◆ What is required
Copy out each line featuring the string "instance" from the entries beneath.

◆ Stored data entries
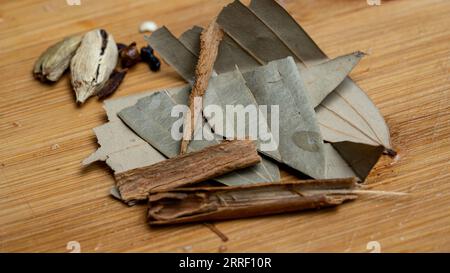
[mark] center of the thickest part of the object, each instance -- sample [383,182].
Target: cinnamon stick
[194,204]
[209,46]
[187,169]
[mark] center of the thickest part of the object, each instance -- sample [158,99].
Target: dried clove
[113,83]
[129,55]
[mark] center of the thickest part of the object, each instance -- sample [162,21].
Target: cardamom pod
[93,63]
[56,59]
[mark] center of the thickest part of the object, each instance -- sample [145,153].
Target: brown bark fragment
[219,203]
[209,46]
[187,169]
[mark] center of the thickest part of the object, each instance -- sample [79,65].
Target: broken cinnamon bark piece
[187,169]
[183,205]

==

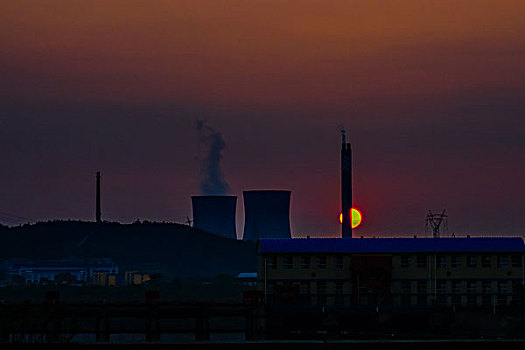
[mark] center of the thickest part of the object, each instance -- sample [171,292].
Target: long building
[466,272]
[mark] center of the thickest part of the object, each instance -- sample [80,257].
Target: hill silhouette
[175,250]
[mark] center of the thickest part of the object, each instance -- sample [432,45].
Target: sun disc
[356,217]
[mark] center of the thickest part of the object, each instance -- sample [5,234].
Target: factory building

◆ Exercise output
[mark] center of the thickest part of the object, each instance -- sample [383,182].
[mark] center of the thickest part of the object, each instance -- sample [158,99].
[mark] center of the thickest part of the object, each instance -- sample [162,21].
[mark] center of the thickest part of the object, each instance -- sample [145,153].
[mark] center of the thickest part of the object, each instance -- sample [79,65].
[mark] center of the thickest part of the object, each instance -- sample [171,292].
[mark] center of the thickest part of the object, each instance -- sample [80,257].
[mark] center of the thickest part of the object, each instance -- sample [432,45].
[mark] center of the thickest part of the object, each instance -- sample [5,234].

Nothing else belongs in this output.